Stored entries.
*** Block opens ***

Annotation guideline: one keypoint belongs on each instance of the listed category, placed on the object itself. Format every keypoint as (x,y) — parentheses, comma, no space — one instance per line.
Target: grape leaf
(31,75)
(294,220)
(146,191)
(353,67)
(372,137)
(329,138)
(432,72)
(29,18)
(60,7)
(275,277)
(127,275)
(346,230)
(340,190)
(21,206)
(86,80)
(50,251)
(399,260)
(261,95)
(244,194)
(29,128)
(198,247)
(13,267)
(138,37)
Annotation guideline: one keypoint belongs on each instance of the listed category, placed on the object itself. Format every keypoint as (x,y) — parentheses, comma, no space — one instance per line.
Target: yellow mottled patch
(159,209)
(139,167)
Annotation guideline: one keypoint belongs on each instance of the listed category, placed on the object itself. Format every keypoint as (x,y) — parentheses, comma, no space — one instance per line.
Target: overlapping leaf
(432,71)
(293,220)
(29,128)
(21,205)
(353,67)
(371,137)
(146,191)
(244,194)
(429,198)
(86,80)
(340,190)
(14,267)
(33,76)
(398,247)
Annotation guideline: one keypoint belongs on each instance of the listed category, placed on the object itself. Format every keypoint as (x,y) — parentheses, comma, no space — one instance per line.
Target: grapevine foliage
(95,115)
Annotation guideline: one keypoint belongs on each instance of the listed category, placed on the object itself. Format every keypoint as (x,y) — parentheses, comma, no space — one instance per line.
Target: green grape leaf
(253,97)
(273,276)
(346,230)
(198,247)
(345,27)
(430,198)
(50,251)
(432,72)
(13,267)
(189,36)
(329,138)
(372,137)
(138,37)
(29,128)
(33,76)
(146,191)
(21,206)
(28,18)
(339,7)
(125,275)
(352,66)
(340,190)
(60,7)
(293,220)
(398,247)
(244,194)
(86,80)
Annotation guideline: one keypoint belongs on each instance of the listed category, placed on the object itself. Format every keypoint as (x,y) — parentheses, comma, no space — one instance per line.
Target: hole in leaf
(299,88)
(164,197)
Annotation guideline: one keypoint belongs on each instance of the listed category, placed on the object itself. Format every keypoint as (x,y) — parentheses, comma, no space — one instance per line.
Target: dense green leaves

*** Block closes ***

PROBLEM. Word for word, write out the data.

REPLY.
Annotation guideline: one keypoint belongs on each instance of the listed category, placed on the object itself. Format every keypoint as (x,y) — parentheses, comma, no space — one instance per line.
Target: grape leaf
(31,75)
(294,220)
(146,191)
(353,67)
(372,137)
(329,138)
(432,72)
(29,18)
(60,7)
(275,277)
(127,275)
(346,230)
(340,190)
(21,206)
(86,80)
(50,251)
(399,260)
(261,95)
(244,194)
(29,128)
(198,247)
(13,267)
(138,37)
Annotation guideline: one keypoint belongs on each instance of the listed category, placed on the object itself. Format every keypoint as (x,y) — parentheses, comma, no space — one instance per line.
Target: yellow mottled patch
(159,209)
(139,167)
Annotation guideline: one keypoint belongs on each instance of the listed category, placed on the object itself. Format every keypoint as (x,y) — parentheses, comma, no space — one instance per line.
Target: overlapping leaf
(432,71)
(293,220)
(29,128)
(21,205)
(353,67)
(371,137)
(146,191)
(244,194)
(429,198)
(86,80)
(340,190)
(14,267)
(33,76)
(398,247)
Annotation guideline: one keypoint belongs on each instance of the listed category, placed on the object itself. Format every keypoint as (x,y) — parentheses, comma, no space — one instance per line.
Target: grapevine foliage
(95,115)
Annotation guideline: one keypoint belongs on each instance of the listed category, placed on the object itself. Format every keypoint as (x,y) — parentheses, comma, no space — one instance per line.
Target: green grape leaf
(253,97)
(273,276)
(346,230)
(198,247)
(345,27)
(430,198)
(50,251)
(432,72)
(13,267)
(189,36)
(329,138)
(372,137)
(138,37)
(29,128)
(33,76)
(146,191)
(21,206)
(28,18)
(339,7)
(125,275)
(352,66)
(340,190)
(60,7)
(293,220)
(398,247)
(244,194)
(86,80)
Annotation guideline: one keypoint belongs on each instance of the listed category, placed on the object itself. Format every keypoint as (x,y) — parentheses, comma, no space — one instance per line.
Target: hole in leaf
(299,88)
(164,197)
Annotation guideline: one keypoint belongs on each instance of the listed category, placed on the object itself. Format every keypoint as (x,y) — parentheses, comma, no space — one instance per line.
Target: dense green leaves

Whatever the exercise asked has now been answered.